»»

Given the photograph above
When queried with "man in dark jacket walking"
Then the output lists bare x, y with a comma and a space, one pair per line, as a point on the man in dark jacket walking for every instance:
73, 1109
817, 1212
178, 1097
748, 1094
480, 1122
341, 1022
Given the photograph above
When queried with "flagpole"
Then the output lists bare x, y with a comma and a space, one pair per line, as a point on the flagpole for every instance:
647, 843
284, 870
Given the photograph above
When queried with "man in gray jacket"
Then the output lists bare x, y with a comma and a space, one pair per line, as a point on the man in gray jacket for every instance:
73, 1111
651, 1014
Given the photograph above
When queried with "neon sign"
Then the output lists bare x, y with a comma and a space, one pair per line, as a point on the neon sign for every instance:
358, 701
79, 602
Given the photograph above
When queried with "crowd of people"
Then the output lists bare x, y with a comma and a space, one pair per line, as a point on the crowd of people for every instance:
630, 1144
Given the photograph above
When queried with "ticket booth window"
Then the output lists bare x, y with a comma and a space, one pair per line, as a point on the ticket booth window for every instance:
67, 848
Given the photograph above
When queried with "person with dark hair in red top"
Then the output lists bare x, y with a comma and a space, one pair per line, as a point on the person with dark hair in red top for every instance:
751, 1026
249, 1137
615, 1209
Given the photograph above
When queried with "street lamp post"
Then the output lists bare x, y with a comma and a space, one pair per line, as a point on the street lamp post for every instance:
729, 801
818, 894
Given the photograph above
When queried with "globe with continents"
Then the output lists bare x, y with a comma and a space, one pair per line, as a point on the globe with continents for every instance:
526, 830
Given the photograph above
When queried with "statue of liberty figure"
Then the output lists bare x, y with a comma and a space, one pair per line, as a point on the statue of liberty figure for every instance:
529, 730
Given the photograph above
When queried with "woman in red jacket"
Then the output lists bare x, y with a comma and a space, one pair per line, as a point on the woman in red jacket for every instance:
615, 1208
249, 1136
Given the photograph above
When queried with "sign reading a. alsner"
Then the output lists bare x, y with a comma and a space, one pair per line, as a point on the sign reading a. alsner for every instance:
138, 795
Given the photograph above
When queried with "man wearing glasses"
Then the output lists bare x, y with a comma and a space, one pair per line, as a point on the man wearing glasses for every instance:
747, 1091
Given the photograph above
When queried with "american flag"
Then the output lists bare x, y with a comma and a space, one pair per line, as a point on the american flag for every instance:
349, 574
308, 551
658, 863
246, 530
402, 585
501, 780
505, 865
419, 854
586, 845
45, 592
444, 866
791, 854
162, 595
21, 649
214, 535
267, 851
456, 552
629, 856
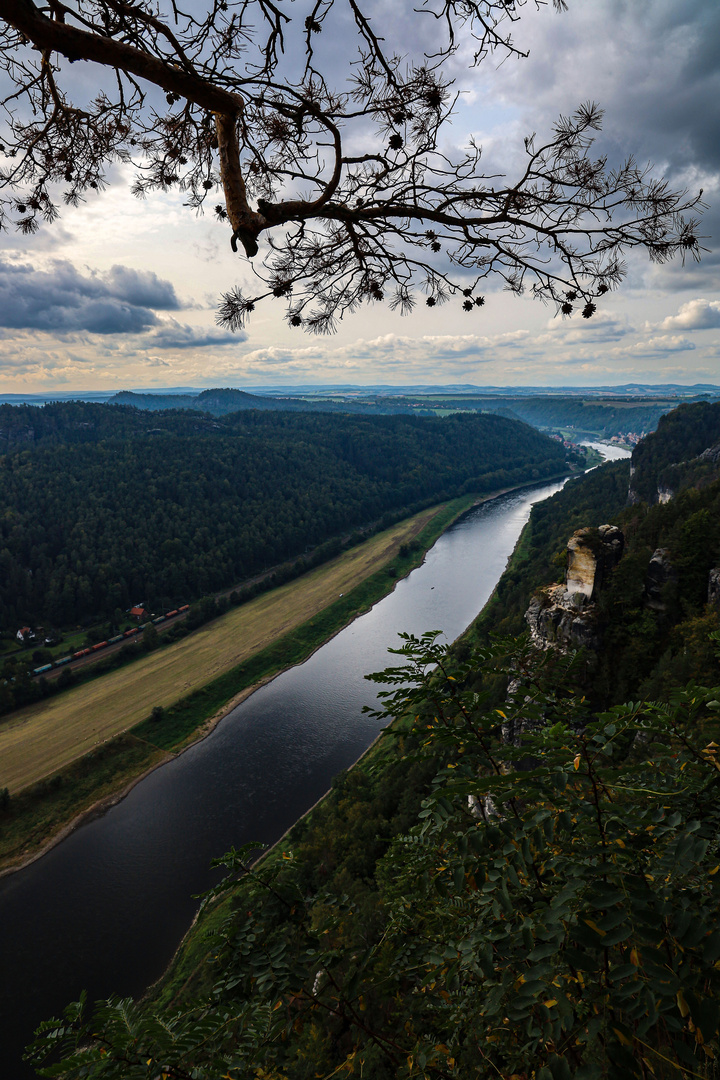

««

TASK TO COMPLETE: Gather every line of the listing above that contains the word "wearing".

COMPLETED TASK:
When queried with "man wearing glasses"
Then the output lists bare x, y with a comma and a space, one pair per line, as a point on the man wearing glasses for every instance:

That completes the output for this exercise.